EXERCISE REQUIREMENTS
Take the data that follows and return it exactly.

===

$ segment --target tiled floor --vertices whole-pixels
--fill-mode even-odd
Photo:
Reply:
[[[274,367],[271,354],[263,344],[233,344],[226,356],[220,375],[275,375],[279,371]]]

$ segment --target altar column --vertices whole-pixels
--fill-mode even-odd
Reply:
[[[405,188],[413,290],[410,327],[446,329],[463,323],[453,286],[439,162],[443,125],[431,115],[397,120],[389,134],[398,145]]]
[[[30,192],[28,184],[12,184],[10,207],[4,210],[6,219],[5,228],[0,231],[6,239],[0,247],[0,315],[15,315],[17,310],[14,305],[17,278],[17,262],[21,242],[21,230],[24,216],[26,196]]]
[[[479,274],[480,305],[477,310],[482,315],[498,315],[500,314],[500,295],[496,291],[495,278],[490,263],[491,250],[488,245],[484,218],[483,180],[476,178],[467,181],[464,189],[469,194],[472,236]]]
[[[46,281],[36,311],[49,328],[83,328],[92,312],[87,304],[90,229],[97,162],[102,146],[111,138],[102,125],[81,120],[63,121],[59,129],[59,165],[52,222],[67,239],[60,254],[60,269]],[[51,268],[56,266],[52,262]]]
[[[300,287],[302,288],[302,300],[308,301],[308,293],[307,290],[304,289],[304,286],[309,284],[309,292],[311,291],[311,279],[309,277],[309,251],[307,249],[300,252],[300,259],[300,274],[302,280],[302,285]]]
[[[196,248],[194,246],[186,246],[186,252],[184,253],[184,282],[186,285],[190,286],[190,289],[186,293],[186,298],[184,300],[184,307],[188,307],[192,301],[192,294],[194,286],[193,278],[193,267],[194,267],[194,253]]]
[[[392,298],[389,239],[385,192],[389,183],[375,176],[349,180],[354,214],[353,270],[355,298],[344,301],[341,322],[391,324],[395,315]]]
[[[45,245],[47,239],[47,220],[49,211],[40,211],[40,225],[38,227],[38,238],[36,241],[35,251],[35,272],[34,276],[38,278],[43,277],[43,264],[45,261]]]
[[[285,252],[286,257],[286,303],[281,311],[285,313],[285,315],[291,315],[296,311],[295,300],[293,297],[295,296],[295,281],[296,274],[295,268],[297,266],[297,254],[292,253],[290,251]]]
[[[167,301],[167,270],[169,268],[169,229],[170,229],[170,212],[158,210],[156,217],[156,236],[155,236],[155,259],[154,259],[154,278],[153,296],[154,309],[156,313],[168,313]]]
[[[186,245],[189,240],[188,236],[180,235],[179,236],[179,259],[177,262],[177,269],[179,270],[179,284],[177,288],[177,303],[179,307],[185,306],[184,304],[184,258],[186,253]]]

===

REPLY TO THE TASK
$ segment --target tiled floor --vertices whole-pixels
--fill-mode even-odd
Photo:
Reply:
[[[274,367],[271,354],[263,344],[233,344],[226,356],[220,375],[275,375],[279,371]]]

$ segment --target altar column --vertices whole-pixels
--fill-mode even-odd
Reply:
[[[405,188],[413,290],[410,327],[446,329],[463,323],[453,286],[439,162],[443,125],[431,115],[397,120],[389,134],[398,145]]]
[[[30,192],[28,184],[12,184],[10,207],[4,210],[6,219],[5,228],[0,231],[6,239],[0,247],[0,315],[15,315],[17,310],[14,305],[17,278],[17,262],[21,242],[21,230],[24,216],[26,196]]]
[[[479,274],[480,305],[477,310],[482,315],[498,315],[500,314],[500,295],[496,291],[495,278],[490,263],[491,250],[488,245],[484,218],[483,180],[476,178],[467,181],[464,189],[469,194],[472,236]]]
[[[46,281],[36,311],[49,328],[83,328],[92,312],[87,304],[90,229],[97,162],[102,146],[111,138],[102,125],[81,120],[63,121],[59,129],[59,165],[52,222],[67,239],[60,254],[60,269]],[[51,268],[56,266],[52,262]]]
[[[300,287],[302,288],[302,300],[308,301],[308,293],[307,290],[304,289],[304,286],[309,284],[309,292],[311,291],[311,279],[309,277],[309,251],[307,249],[300,252],[300,259],[300,274],[302,280],[302,285]]]
[[[196,248],[194,246],[186,246],[186,252],[184,253],[184,282],[186,285],[190,286],[190,289],[186,293],[186,298],[184,300],[184,307],[188,307],[192,301],[192,294],[194,286],[193,278],[193,267],[194,267],[194,253]]]
[[[392,298],[389,239],[385,192],[389,183],[375,176],[349,180],[354,214],[353,270],[355,298],[344,301],[341,322],[391,324],[395,315]]]
[[[45,245],[47,239],[47,220],[49,211],[40,211],[40,225],[38,227],[38,238],[36,241],[35,251],[35,272],[34,276],[38,278],[43,277],[43,264],[45,261]]]
[[[285,252],[286,257],[286,303],[281,311],[285,313],[285,315],[291,315],[296,311],[295,300],[293,297],[295,296],[295,281],[296,274],[295,268],[297,266],[297,254],[292,253],[290,251]]]
[[[167,301],[167,270],[169,268],[169,229],[170,229],[170,212],[158,210],[156,217],[156,236],[155,236],[155,259],[154,259],[154,278],[153,296],[154,309],[156,313],[168,313]]]
[[[186,245],[189,240],[188,236],[180,235],[179,236],[179,259],[177,262],[177,269],[179,270],[179,284],[177,288],[177,303],[179,307],[185,306],[184,304],[184,258],[186,253]]]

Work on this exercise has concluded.